TASK DIRECTIONS: Please tally the lines in the entries below that contain the word "black", and reply with only that number.

Point annotations for photos
+===+
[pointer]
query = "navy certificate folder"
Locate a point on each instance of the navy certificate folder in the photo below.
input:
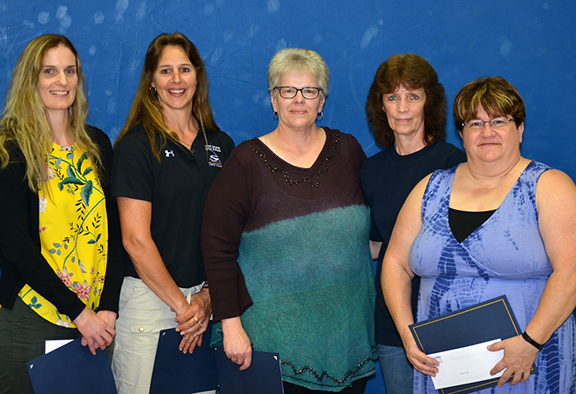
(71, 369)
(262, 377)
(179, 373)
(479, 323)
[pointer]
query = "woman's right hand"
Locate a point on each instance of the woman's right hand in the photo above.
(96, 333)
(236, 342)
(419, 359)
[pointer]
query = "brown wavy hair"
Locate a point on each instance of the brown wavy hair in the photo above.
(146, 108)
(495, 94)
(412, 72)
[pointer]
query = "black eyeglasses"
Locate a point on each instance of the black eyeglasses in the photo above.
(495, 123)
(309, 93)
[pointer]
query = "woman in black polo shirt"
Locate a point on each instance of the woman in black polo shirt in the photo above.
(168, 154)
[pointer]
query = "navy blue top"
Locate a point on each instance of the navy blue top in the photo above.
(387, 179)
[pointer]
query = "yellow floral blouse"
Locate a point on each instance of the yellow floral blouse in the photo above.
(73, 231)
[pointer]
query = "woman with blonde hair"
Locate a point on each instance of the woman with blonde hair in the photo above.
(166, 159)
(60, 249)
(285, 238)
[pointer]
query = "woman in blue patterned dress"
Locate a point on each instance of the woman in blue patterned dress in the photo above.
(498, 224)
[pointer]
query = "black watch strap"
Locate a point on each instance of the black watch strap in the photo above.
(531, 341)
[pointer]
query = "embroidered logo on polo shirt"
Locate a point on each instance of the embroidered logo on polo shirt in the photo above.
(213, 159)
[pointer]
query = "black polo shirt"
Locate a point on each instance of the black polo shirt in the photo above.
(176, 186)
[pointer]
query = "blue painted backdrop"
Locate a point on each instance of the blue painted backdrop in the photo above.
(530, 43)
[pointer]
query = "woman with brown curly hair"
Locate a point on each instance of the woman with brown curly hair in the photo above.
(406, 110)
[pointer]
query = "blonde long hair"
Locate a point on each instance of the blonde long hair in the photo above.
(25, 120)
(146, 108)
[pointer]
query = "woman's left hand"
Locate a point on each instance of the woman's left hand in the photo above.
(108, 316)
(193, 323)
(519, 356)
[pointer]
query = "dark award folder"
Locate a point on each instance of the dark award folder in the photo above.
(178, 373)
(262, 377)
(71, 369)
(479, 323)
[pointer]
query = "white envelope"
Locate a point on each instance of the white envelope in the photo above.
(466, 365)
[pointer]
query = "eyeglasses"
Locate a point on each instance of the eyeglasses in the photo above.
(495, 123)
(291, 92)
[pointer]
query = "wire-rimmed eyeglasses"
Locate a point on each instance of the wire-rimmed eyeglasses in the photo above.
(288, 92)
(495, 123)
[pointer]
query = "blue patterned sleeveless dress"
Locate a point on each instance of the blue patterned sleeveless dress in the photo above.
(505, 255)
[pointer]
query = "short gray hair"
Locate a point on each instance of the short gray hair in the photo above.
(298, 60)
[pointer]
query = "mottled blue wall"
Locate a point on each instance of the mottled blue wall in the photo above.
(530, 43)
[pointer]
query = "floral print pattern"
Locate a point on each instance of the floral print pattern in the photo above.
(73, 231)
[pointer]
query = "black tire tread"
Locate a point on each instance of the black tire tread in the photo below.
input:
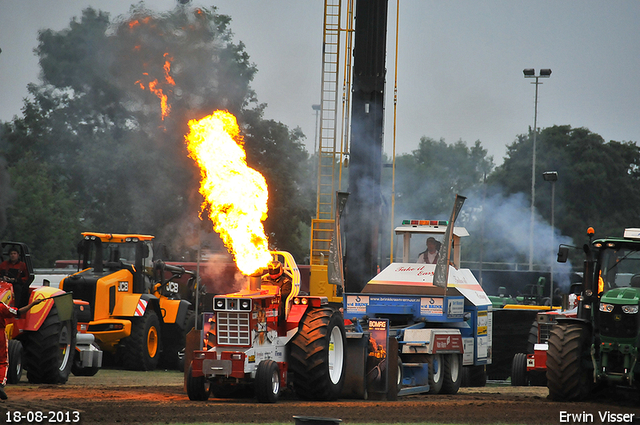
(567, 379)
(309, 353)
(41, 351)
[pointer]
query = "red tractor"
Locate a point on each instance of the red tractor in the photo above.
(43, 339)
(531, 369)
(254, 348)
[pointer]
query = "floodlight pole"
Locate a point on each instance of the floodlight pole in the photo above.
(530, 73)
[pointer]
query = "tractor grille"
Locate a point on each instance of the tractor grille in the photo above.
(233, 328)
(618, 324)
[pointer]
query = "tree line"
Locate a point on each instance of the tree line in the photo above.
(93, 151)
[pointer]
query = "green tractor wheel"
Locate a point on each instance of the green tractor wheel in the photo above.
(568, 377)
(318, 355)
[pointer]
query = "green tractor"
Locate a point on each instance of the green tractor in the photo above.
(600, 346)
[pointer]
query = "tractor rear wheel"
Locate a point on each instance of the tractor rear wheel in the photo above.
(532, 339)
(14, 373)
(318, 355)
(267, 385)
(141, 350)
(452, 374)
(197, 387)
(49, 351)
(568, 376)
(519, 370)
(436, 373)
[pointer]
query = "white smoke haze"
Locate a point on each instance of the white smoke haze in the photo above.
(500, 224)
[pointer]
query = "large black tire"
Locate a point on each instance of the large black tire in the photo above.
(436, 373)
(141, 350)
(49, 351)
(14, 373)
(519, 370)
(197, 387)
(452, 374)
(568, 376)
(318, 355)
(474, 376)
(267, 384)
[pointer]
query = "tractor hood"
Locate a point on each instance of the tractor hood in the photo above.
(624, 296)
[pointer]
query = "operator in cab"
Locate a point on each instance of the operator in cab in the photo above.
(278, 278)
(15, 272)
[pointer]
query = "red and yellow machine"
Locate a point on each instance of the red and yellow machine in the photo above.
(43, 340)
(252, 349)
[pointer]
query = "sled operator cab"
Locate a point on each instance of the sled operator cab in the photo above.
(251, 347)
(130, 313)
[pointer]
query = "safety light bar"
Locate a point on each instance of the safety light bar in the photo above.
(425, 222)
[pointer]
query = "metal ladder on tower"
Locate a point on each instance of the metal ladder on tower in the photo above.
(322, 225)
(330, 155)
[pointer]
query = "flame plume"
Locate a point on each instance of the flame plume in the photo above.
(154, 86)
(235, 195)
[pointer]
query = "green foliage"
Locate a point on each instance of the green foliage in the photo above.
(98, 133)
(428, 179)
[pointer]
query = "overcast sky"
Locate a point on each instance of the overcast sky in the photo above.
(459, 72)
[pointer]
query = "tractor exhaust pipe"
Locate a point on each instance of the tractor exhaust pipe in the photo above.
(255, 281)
+===+
OUTPUT OF THE TASK: 12